[Items from a labeling collection]
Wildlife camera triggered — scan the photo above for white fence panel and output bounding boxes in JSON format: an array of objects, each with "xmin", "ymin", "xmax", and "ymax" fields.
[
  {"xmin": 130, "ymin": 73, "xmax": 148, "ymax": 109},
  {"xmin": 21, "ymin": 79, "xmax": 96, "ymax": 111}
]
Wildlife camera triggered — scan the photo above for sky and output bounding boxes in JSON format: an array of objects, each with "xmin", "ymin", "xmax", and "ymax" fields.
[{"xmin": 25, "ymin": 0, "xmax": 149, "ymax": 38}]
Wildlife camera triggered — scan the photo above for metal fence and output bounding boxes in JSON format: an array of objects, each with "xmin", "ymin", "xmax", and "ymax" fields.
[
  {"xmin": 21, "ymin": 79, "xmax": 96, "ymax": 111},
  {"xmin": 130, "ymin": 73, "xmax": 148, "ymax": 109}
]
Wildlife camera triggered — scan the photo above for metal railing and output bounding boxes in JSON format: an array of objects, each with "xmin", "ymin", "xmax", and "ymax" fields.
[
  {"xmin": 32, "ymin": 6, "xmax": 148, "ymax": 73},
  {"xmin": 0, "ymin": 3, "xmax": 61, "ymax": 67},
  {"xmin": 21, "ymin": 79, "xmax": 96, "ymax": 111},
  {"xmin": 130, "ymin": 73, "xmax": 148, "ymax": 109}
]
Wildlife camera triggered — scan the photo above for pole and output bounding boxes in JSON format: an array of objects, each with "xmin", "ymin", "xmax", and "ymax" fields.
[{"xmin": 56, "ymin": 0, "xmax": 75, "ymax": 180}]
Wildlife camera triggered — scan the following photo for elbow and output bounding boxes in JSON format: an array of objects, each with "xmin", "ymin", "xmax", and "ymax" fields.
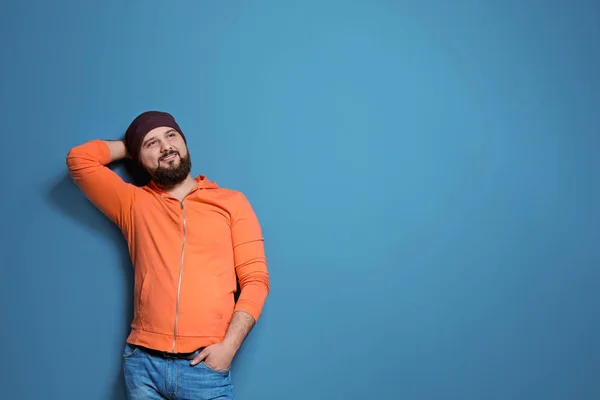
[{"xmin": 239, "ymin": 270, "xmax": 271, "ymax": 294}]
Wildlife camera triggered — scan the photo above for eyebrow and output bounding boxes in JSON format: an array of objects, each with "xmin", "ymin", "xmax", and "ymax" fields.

§ What to do:
Pick out each line of the entries above that contains the string "format", matching case exactly, and copy those lines.

§ Result for this task:
Wildlife camera triggered — scan the photo above for white fence panel and output bounding boxes in JSON format: an array of objects, each with "xmin", "ymin", "xmax", and "ymax" fields.
Wildlife camera triggered — scan the photo above for sky and output bounding boxes in JSON format: an array of objects, each with "xmin", "ymin", "xmax", and "ymax" fields.
Wildlife camera triggered — scan the photo above for metal fence and output bounding boxes in JSON format: an array of objects, each with "xmin", "ymin", "xmax", and "ymax" fields.
Wildlife camera triggered — scan the photo above for metal railing and output bounding boxes in JSON format: an array of objects, each with "xmin", "ymin", "xmax", and "ymax" fields.
Wildlife camera triggered — scan the photo above for pole and output bounding boxes in JSON format: an array of objects, each with "xmin", "ymin", "xmax", and "ymax" fields.
Wildlife camera triggered — scan the following photo for elbow and output bounding boxes in JSON format: an array of objects, each with "xmin", "ymin", "xmax", and "ymax" fields.
Wildlife camera triggered — scan the photo above for eyebrow and output bounding boxes in JSON format: an array of objects, each with "xmin", "ymin", "xmax", and "ymax" fields.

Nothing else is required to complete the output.